All this led to Wolfgang Pauli, an Austrian physicist, who was the author of the ‘Pauli exclusion principle’, regarding ‘spin’ (where certain electrons – fermions – could not share the same quantum space with the same electron). What was interesting about Paul, also, was his correspondence with Carl Jung. They exchanged many letters. Jung referred to Pauli’s dreams in some of his books and lectures. Pauli was intrigued by Jung’s conception of the notion of personal consciousness, the personal unconscious and the collective unconscious. There is much on the internet about all this (Google it. I have).

Pauli looked towards a link between the physical (for him, the quantum) and the psychological world. He seems to have shared Jung’s idea of ‘synchronicity’ (though he called it ‘meaningful-correspondence’: a link between the psychological state of a person’s mind and activities taking place in the world.

I don’t know what to make of all this, but, sometimes – especially in the world of music/creative discourse – an pen and curious state of mind is more exciting and productive than a closed one. (Interestingly, there was also a ‘Pauli effect’, whereby Pauli, even at a distance (!), seemed to interfere with or break equipment used by experimental physicists in their labs!).

More recently (within the last couple of years), I have been reading many of the books of Japanese author Haruki Murakami. How to understand Murakami in total is beyond me, but his writing is, I think, wonderfully freeing and highly compelling. We become entwined with the (magical realism) of the world he (often) presents. This passage was particularly interesting (from ‘Men Without Women’, a collection of short stories): ‘He picked up a metal pot and poured coffee into a white ceramic cup. The pungent fragrance recalled something to him. It didnot come directly, however; it arrived in stages. It was a strange feeling, as if he were recollecting the present from the future. As if time had somehow been split in two, so that memory and experience revolved within a closed cycle, each following the other. He poured a liberal amount of cream into his coffee, stirred it with his finger, and drank. Although the coffee had cooled, a slight warmth remained. He held it in his mouth before warily allowing it to trickle down his throat. He found that it calmed him to a degree’.

So…the song draws on all these things, in a very unpredictable way! When playing the song, I have always altered the lyrics, from performance to performance – and I don’t plan to sing one lyric or another when the song is started, as some sort of tribute to the ‘quantum act’.

Face 17.03.19

‘The Guest’ – Fact #5

‘The Guest’ – Fact #5

The album was conceived – or the prospect of it described – initially at a party on New Year’s Eve. There was talk of an approach to making a record that was quite different from that of the last few albums, which were assembled bit by bit over many months (and, in the case of the very last, two years) and in a number of different recording spaces, but mainly at home. We spoke of doing something relatively raw and as live as possible: a live space, with musicians all playing together; possibly an acoustic piano.

I had an album’s worth of piano songs. The notion was hatched of, within a pre-determined and fixed time-frame, learning these songs before going into a studio to record them.

◆ PARTS OF THE EXERCISE
1: Transcribe the excerpt from "Face 17.03.19" up to and including "to record them.".
2: According to the excerpt, what did Pauli call Jung's idea of synchronicity?
3: According to the excerpt, which of Jung's notions intrigued Pauli?
Nothing in the records is needed here.

◆ DATA LISTING

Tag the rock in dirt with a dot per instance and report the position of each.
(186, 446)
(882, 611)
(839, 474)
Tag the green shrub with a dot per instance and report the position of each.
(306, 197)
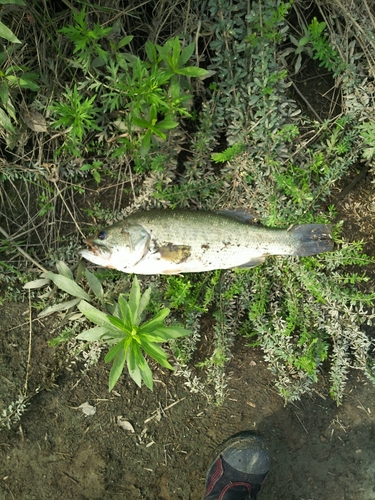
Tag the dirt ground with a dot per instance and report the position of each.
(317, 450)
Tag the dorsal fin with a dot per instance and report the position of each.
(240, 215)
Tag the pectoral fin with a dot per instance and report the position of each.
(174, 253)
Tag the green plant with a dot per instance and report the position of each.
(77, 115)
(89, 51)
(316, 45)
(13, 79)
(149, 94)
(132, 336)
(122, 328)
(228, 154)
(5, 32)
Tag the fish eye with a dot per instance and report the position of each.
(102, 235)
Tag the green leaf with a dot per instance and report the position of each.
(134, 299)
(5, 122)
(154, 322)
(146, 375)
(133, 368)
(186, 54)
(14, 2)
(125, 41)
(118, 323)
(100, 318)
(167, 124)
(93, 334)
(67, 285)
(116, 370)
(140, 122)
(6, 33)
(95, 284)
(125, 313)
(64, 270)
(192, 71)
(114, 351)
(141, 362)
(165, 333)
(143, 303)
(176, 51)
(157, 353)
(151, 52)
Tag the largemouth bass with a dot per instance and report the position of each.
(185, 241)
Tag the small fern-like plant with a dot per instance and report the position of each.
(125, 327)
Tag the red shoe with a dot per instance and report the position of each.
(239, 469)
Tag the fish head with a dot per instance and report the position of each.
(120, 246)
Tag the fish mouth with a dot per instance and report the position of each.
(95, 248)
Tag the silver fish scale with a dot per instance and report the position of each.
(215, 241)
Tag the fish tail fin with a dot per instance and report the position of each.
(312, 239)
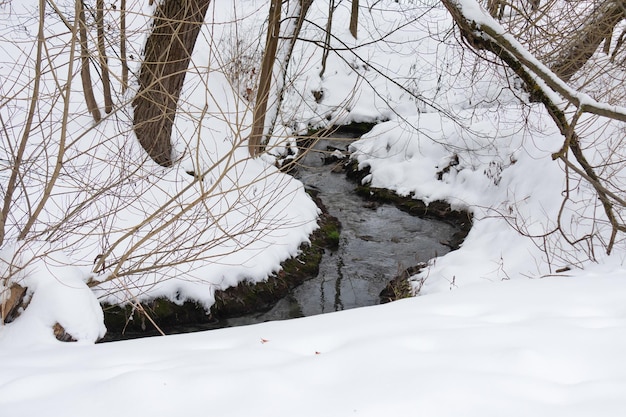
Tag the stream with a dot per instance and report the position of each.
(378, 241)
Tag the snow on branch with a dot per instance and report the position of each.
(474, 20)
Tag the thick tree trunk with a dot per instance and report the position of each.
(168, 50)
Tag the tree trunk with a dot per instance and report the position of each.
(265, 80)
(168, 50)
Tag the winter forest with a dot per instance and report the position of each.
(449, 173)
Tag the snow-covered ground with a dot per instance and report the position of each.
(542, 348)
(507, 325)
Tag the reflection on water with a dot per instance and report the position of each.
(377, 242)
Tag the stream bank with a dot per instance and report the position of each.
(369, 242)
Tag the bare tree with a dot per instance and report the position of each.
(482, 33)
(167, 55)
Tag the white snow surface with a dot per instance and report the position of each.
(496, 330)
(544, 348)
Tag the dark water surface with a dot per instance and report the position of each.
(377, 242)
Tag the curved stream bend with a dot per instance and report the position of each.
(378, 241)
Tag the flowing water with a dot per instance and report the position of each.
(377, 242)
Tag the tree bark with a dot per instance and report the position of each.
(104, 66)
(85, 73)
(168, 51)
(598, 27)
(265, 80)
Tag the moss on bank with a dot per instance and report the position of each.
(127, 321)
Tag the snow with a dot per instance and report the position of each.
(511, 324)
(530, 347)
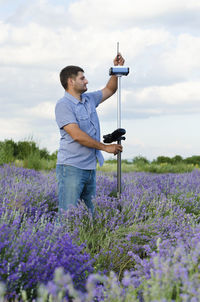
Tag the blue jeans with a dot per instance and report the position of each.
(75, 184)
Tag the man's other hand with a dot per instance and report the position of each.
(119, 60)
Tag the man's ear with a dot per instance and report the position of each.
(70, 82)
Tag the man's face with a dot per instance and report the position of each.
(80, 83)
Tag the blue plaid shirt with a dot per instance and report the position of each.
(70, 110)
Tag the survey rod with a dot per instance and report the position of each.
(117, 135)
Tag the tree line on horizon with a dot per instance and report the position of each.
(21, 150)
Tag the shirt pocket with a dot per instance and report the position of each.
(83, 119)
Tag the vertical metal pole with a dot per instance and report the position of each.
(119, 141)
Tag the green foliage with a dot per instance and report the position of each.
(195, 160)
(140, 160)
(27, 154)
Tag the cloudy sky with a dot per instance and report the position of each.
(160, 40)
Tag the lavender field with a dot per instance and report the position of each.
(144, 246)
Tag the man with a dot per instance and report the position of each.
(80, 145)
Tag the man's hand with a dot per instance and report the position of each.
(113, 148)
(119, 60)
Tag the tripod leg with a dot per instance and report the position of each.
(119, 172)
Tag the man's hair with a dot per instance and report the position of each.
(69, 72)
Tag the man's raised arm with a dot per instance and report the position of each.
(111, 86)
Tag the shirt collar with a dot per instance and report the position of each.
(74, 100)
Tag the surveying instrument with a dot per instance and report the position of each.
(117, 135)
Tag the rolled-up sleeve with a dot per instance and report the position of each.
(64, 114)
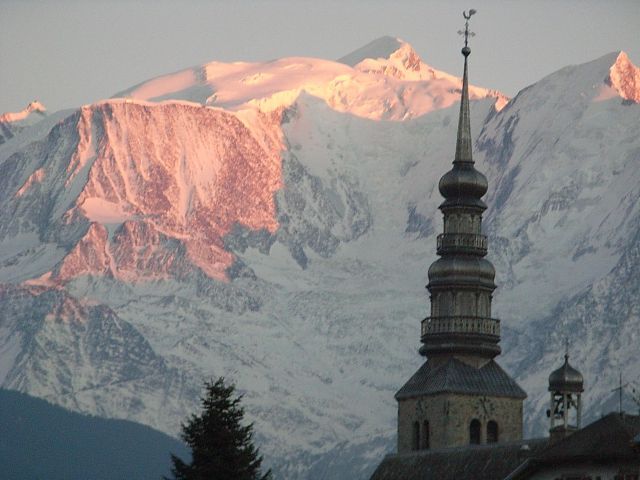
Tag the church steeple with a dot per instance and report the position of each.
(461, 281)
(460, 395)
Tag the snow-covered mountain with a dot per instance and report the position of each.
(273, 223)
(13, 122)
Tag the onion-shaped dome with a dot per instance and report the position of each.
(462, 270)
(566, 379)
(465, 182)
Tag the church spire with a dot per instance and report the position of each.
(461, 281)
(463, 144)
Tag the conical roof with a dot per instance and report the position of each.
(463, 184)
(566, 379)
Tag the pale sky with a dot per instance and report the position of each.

◆ FINAL ANSWERS
1:
Face 17.03.19

‘The Guest’ – Fact #5

‘The Guest’ – Fact #5

The album was conceived – or the prospect of it described – initially at a party on New Year’s Eve. There was talk of an approach to making a record that was quite different from that of the last few albums, which were assembled bit by bit over many months (and, in the case of the very last, two years) and in a number of different recording spaces, but mainly at home. We spoke of doing something relatively raw and as live as possible: a live space, with musicians all playing together; possibly an acoustic piano.

I had an album’s worth of piano songs. The notion was hatched of, within a pre-determined and fixed time-frame, learning these songs before going into a studio to record them.

2: He called it "meaningful-correspondence."

3:
- Personal consciousness
- The personal unconscious
- The collective unconscious